The Augustaanlage was named after the German Empress and Queen of Prussia, Augusta of Saxe-Weimar-Eisenach. The part adjacent to the Friedrichsplatz was built in the first years after 1900. The development took place from the city to the east, the house numbers run accordingly. The avenue, planted with plane trees in two rows on a wide central strip, was laid out in the jubilee year 1907 (300 years of the city of Mannheim) for the Internationale Kunst- und großen Gartenbau-Ausstellung. With increasing development of the Oststadt, the street was extended eastward to its current length by the end of the 1920s. In 1935, the Reichsautobahn Mannheim-Heidelberg, today the Bundesautobahn 656, was reopened in the extension.

The initial spelling with hyphen (Augusta-Anlage) remained for decades and was only adapted to spelling in 1980 as Augustaanlage.

Starting in spring 2011, the green space was partially redesigned with a continuous central walkway. The old sycamore trees were felled in several construction phases and replaced by 228 young trees by summer 2014, after most of the more than one hundred year old sycamore trees were affected by the fungal disease Massaria and could no longer be preserved. Financing was provided by a three-year fundraising campaign. The redesigned facility was inaugurated in mid-May 2015.

In 2016, the street was transformed into an open-air exhibition called Allee der Innovationen (avenue of innovations) in which many inventions made in Mannheim were shown.

--- --- ---

:: Work instruction ::
Please rewrite the Augustaanlage text between "The Augustaanlage was" and "in the extension.", inclusive, with "plane trees" replaced by "linden trees". Work from the Augustaanlage text alone.

:: Entries provided ::
--- --- ---

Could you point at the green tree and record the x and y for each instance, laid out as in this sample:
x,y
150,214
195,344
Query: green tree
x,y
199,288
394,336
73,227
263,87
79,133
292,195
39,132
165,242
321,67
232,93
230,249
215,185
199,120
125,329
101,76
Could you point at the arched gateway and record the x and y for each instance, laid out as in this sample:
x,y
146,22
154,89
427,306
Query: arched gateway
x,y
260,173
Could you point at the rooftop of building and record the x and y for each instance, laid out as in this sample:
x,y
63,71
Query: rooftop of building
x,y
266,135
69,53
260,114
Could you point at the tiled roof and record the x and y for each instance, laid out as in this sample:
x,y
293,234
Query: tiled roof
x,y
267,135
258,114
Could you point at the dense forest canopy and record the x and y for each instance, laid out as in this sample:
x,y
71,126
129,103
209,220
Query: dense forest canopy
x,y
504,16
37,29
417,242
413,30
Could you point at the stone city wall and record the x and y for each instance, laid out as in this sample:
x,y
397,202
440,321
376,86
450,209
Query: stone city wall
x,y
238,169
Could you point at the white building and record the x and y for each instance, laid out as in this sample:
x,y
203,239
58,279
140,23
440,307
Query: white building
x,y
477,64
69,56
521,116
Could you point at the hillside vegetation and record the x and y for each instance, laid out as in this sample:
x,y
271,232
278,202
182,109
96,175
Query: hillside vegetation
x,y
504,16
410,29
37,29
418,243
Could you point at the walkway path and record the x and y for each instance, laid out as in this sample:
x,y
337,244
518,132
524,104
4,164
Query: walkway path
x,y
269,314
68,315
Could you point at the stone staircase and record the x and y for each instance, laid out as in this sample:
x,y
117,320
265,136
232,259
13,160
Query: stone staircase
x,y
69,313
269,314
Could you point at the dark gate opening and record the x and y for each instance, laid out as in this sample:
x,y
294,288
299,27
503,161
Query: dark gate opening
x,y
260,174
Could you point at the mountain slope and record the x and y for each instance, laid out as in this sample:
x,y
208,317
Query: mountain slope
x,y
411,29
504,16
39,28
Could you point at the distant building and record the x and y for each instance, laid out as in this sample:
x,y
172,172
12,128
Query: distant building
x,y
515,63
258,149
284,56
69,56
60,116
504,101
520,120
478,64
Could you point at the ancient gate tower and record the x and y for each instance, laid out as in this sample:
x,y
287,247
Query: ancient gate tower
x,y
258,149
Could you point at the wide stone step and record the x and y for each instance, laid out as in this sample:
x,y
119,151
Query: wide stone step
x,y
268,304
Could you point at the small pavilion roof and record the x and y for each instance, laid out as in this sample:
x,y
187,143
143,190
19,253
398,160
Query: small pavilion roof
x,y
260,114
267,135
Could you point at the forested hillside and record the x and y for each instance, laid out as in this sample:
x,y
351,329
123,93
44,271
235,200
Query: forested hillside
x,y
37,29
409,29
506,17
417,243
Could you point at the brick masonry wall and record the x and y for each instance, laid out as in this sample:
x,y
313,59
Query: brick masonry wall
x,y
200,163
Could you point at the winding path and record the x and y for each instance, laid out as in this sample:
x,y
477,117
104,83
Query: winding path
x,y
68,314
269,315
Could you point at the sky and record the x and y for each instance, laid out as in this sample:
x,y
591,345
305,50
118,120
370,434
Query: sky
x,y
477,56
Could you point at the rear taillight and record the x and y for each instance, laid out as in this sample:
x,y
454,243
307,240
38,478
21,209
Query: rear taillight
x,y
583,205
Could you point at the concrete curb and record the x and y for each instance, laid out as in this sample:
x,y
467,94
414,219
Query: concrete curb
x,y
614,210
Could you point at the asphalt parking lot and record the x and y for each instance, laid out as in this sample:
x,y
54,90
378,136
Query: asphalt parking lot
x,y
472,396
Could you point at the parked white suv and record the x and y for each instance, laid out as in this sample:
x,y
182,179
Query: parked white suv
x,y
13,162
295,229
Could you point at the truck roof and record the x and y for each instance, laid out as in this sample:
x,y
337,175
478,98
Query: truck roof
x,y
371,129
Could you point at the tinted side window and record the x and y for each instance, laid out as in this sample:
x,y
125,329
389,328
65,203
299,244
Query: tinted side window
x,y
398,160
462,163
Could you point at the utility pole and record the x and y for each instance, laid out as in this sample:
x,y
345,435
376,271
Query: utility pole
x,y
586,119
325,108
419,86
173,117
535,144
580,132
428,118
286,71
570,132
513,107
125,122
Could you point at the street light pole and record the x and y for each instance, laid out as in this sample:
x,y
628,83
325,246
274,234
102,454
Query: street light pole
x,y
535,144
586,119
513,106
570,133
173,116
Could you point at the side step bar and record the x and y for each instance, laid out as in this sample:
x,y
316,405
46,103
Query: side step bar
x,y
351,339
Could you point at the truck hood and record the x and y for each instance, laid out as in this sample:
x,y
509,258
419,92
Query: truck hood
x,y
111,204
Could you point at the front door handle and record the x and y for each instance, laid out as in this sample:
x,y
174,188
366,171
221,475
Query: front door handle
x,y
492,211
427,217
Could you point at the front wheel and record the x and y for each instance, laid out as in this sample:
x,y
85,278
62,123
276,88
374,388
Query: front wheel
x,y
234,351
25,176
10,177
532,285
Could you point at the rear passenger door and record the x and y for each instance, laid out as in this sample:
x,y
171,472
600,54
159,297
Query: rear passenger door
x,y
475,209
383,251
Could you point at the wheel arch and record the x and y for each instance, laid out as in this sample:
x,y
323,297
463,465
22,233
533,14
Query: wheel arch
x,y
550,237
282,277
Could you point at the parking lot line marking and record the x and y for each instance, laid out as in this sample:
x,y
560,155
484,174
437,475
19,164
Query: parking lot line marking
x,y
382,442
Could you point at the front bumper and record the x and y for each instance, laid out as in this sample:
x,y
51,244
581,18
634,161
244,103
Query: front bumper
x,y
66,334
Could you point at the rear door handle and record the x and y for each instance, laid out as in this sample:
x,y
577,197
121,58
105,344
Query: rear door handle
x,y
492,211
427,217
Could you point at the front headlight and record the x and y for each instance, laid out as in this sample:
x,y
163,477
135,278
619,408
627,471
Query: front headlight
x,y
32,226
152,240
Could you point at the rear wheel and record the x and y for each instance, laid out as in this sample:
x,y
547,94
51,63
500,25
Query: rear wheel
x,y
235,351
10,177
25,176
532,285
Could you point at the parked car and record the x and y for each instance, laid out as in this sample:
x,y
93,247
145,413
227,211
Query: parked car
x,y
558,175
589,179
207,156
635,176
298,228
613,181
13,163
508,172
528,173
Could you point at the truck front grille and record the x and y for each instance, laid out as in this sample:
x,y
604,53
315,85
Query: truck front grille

--- --- ---

:: Written solution ::
The Augustaanlage was named after the German Empress and Queen of Prussia, Augusta of Saxe-Weimar-Eisenach. The part adjacent to the Friedrichsplatz was built in the first years after 1900. The development took place from the city to the east, the house numbers run accordingly. The avenue, planted with linden trees in two rows on a wide central strip, was laid out in the jubilee year 1907 (300 years of the city of Mannheim) for the Internationale Kunst- und großen Gartenbau-Ausstellung. With increasing development of the Oststadt, the street was extended eastward to its current length by the end of the 1920s. In 1935, the Reichsautobahn Mannheim-Heidelberg, today the Bundesautobahn 656, was reopened in the extension.